Problem to solve:
Convert the span of items that opens with the line containing "Detect sky in this picture." and closes with the line containing "348,217,506,243" into a Markdown table with the columns Row and Line, numbering each line and leaving out any blank lines.

===============

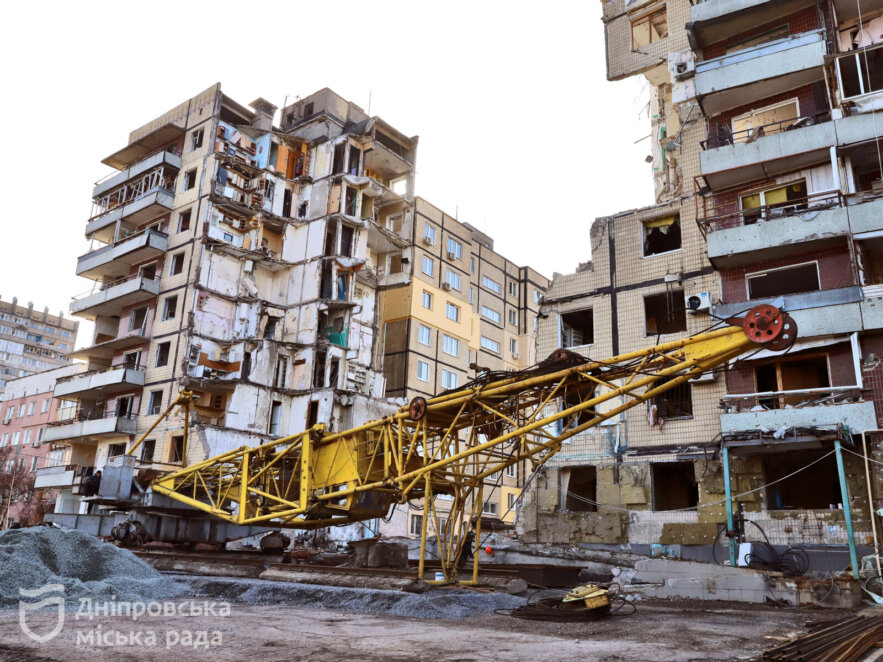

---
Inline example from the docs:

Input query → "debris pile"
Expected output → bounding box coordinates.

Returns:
[0,526,184,608]
[191,578,525,618]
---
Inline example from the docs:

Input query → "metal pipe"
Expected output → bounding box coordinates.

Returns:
[834,439,859,580]
[723,446,736,568]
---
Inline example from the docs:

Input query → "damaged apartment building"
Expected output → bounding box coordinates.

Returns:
[42,85,542,533]
[522,0,883,567]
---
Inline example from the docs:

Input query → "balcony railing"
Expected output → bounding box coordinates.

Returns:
[698,191,846,233]
[721,386,870,413]
[699,110,831,149]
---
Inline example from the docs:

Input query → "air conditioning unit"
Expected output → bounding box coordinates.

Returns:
[672,58,696,80]
[684,292,711,313]
[690,370,717,384]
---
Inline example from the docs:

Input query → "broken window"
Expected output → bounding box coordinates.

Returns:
[328,356,340,388]
[745,262,821,299]
[169,251,184,276]
[343,187,359,216]
[178,209,193,232]
[169,434,184,462]
[762,450,843,510]
[190,129,205,152]
[273,356,288,388]
[564,467,598,513]
[837,46,883,99]
[267,400,282,435]
[560,308,595,347]
[307,400,319,430]
[631,5,668,51]
[163,296,178,320]
[184,168,196,191]
[340,225,356,257]
[140,439,156,462]
[154,342,172,368]
[331,142,346,175]
[650,462,699,511]
[653,379,693,420]
[147,391,162,416]
[739,179,807,225]
[754,354,831,409]
[263,316,279,340]
[644,290,687,336]
[129,306,147,333]
[642,214,681,257]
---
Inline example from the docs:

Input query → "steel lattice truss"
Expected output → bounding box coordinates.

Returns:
[150,309,795,580]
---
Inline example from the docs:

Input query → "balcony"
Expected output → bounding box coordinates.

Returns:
[712,285,864,338]
[721,386,877,436]
[77,230,169,280]
[687,0,813,50]
[55,368,144,398]
[696,30,826,115]
[71,274,159,320]
[43,414,138,443]
[34,464,94,489]
[86,188,175,243]
[699,114,879,190]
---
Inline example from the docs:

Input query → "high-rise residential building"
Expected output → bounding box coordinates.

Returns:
[47,85,545,540]
[0,297,80,392]
[0,363,86,527]
[380,197,549,536]
[522,0,883,566]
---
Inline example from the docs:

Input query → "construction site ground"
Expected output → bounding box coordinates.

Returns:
[0,577,860,662]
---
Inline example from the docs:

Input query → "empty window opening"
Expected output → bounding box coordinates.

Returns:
[169,253,184,276]
[650,462,699,511]
[726,24,790,55]
[163,296,178,320]
[340,225,356,257]
[641,215,681,257]
[762,449,843,510]
[745,262,821,299]
[147,391,162,416]
[754,354,831,409]
[178,209,193,232]
[307,400,319,430]
[644,290,687,336]
[739,179,807,225]
[564,467,598,513]
[267,400,282,435]
[129,306,147,332]
[169,434,184,462]
[139,439,156,462]
[154,342,172,368]
[343,187,359,216]
[184,168,196,191]
[560,308,595,347]
[331,142,346,175]
[632,7,668,51]
[653,380,693,420]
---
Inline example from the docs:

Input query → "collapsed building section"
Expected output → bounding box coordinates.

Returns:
[523,0,883,567]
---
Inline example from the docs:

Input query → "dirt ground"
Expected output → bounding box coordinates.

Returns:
[0,602,842,662]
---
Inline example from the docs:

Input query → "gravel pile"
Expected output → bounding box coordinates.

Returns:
[191,578,525,618]
[0,526,185,608]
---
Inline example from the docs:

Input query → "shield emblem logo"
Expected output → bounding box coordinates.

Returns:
[18,584,64,644]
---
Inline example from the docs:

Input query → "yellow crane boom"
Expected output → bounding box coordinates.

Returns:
[136,306,797,581]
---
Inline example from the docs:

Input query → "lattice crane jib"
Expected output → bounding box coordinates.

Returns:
[142,306,797,581]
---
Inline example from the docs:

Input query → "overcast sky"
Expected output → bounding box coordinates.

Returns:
[0,0,652,346]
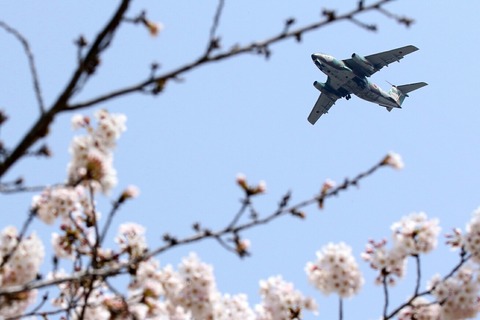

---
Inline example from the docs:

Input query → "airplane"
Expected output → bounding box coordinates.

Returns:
[308,45,427,125]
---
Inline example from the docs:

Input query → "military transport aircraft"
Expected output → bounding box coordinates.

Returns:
[308,46,427,124]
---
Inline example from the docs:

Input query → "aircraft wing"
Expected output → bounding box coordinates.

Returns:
[365,46,418,71]
[344,45,418,77]
[308,94,336,124]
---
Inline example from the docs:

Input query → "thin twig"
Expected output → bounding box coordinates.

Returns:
[0,21,45,114]
[0,0,131,178]
[0,154,394,296]
[382,275,388,319]
[67,0,393,111]
[413,254,422,296]
[205,0,225,56]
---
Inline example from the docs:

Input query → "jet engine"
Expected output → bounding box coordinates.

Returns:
[313,81,341,98]
[352,53,375,74]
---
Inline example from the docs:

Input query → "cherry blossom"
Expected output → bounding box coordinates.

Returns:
[429,266,480,320]
[391,212,440,255]
[305,242,364,298]
[255,276,317,320]
[0,226,45,319]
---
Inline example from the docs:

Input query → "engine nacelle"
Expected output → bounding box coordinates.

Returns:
[352,53,375,74]
[313,81,341,98]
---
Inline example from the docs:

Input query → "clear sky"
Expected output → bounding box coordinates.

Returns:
[0,0,480,319]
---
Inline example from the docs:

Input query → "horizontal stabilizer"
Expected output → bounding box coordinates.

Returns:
[397,82,427,94]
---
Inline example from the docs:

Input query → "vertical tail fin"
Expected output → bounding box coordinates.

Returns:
[388,82,427,106]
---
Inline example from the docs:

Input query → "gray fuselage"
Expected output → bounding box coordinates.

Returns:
[312,53,400,108]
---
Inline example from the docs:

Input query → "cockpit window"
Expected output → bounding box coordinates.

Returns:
[323,55,333,62]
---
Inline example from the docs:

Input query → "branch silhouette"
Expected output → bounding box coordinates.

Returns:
[0,0,405,178]
[0,153,396,297]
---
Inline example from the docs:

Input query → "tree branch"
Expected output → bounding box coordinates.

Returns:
[0,21,45,114]
[62,0,400,111]
[0,0,131,178]
[0,154,392,296]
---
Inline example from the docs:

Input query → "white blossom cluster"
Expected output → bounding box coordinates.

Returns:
[0,227,45,319]
[398,297,440,320]
[45,223,316,320]
[305,242,364,298]
[362,212,440,285]
[461,208,480,263]
[429,266,480,320]
[391,212,440,255]
[255,276,317,320]
[68,110,126,193]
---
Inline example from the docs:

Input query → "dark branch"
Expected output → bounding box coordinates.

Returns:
[66,0,393,111]
[0,21,45,114]
[0,0,131,177]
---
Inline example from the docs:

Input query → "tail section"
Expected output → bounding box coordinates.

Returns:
[389,82,427,107]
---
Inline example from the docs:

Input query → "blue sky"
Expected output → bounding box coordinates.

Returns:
[0,0,480,319]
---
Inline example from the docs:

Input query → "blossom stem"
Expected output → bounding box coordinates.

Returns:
[338,297,343,320]
[382,275,388,319]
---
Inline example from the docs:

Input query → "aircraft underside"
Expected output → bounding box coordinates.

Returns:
[308,45,427,124]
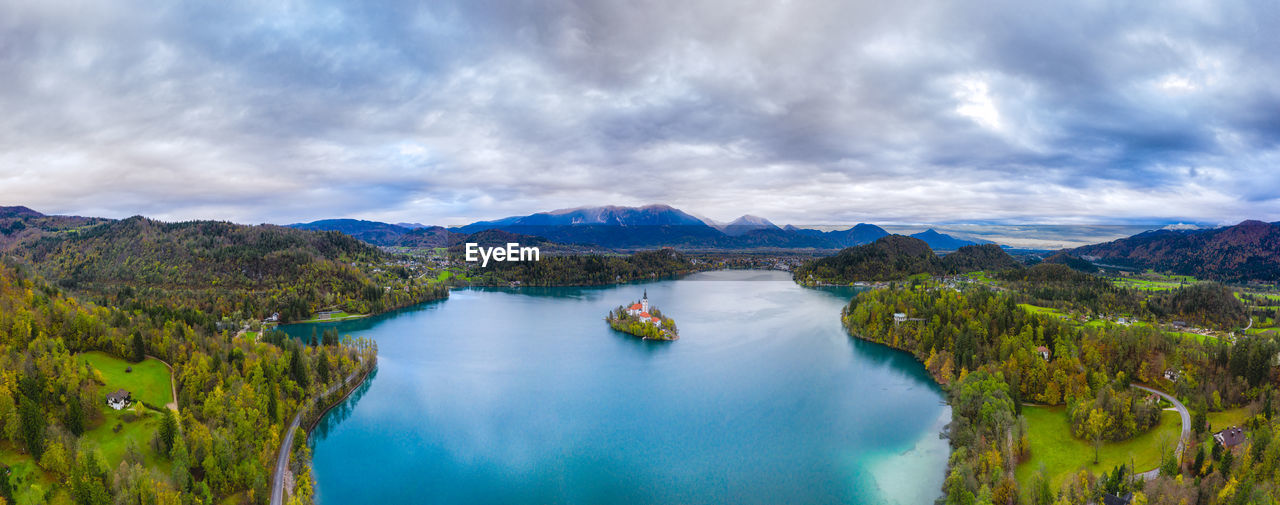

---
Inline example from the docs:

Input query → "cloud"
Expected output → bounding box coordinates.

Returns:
[0,0,1280,224]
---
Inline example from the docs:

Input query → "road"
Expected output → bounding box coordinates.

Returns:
[1133,384,1192,481]
[271,371,360,505]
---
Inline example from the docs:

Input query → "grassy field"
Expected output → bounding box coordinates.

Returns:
[300,311,369,322]
[0,444,56,505]
[1208,407,1252,432]
[79,350,174,408]
[1111,270,1198,290]
[1015,407,1181,490]
[964,270,996,284]
[1018,303,1066,316]
[81,404,170,473]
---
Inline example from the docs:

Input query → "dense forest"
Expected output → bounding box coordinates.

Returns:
[995,262,1248,327]
[844,281,1280,505]
[468,249,699,286]
[792,235,1021,284]
[0,266,376,505]
[1071,221,1280,283]
[15,217,447,325]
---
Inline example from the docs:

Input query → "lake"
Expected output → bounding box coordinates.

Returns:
[285,270,951,505]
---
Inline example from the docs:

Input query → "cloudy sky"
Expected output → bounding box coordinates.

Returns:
[0,0,1280,224]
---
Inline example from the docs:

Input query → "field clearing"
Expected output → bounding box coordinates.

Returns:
[81,404,172,474]
[1208,407,1253,432]
[79,350,175,409]
[1018,303,1066,316]
[1165,331,1217,343]
[0,442,56,505]
[1014,407,1181,490]
[298,311,369,322]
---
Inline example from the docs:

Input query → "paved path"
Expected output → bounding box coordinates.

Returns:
[271,369,361,505]
[1133,384,1192,481]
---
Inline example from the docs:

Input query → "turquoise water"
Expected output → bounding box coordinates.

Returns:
[288,271,951,505]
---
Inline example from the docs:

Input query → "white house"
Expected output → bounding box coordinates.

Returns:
[106,389,133,410]
[627,289,649,318]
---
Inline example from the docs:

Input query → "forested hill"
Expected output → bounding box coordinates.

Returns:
[15,217,443,323]
[289,219,456,248]
[942,244,1023,272]
[470,249,698,286]
[0,265,376,504]
[794,235,1020,284]
[1070,221,1280,283]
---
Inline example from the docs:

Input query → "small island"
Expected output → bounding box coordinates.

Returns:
[604,290,680,340]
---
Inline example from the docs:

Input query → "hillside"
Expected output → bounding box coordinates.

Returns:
[792,235,1021,284]
[15,216,443,323]
[1044,252,1098,274]
[0,206,110,252]
[942,244,1023,272]
[1069,221,1280,283]
[0,260,376,504]
[911,228,978,251]
[289,219,451,248]
[792,235,943,284]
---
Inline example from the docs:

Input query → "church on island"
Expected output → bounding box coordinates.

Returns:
[627,289,662,327]
[604,289,680,340]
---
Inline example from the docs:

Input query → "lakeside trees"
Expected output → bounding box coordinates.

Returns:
[842,277,1280,504]
[0,267,371,504]
[468,249,696,286]
[17,216,447,331]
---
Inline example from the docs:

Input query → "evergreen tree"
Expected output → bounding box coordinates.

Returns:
[18,396,45,460]
[132,331,147,363]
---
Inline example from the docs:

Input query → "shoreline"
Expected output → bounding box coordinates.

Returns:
[269,363,378,505]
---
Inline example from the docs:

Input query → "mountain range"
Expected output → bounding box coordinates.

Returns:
[1068,220,1280,283]
[289,205,979,251]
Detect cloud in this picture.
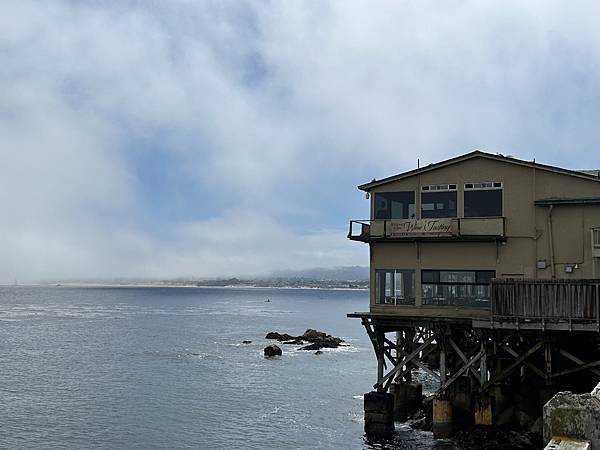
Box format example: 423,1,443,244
0,0,600,282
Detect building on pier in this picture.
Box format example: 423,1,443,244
348,151,600,434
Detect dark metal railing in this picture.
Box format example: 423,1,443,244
490,279,600,321
348,217,506,242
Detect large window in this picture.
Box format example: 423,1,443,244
421,184,456,219
375,270,415,305
421,270,496,306
465,181,502,217
375,191,416,219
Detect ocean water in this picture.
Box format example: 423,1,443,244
0,287,452,449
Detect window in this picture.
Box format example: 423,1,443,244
375,269,415,305
421,184,456,219
465,181,502,217
421,270,496,307
375,191,416,219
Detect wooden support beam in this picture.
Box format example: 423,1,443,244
440,351,484,391
386,338,440,380
479,342,487,386
490,341,544,382
377,336,433,386
552,361,600,377
500,344,546,379
448,337,479,380
544,342,552,383
556,348,600,376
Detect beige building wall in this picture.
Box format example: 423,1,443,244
369,157,600,316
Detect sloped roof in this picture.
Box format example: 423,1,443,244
358,150,600,191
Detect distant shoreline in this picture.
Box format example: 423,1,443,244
0,283,369,291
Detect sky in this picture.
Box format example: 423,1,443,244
0,0,600,283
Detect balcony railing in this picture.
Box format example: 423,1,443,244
348,217,505,242
490,279,600,323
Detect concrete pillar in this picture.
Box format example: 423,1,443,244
433,398,453,438
364,391,394,434
474,395,494,426
390,383,408,422
446,377,473,426
390,383,423,422
405,383,423,414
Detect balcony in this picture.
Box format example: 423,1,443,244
474,279,600,331
348,217,506,243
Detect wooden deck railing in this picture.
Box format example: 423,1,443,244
490,279,600,321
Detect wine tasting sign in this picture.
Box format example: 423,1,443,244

===============

Answer to this task:
| Row | Line |
|---|---|
| 1 | Detect sky in this picture. |
| 2 | Box format example: 423,1,443,244 |
| 3 | 0,0,600,283 |
| 4 | Detect balcony railing in this picture. |
| 5 | Box format example: 423,1,443,244 |
| 6 | 348,217,505,242 |
| 7 | 490,279,600,323 |
| 8 | Detect concrete pillar in this picture. |
| 9 | Box format example: 423,1,443,244 |
| 10 | 433,398,453,438 |
| 11 | 364,391,394,434 |
| 12 | 474,395,494,426 |
| 13 | 390,383,408,422 |
| 14 | 446,377,473,426 |
| 15 | 390,383,423,422 |
| 16 | 405,383,423,414 |
| 17 | Detect balcony in this picture. |
| 18 | Box format example: 423,1,443,244 |
| 19 | 474,279,600,331 |
| 20 | 348,217,506,243 |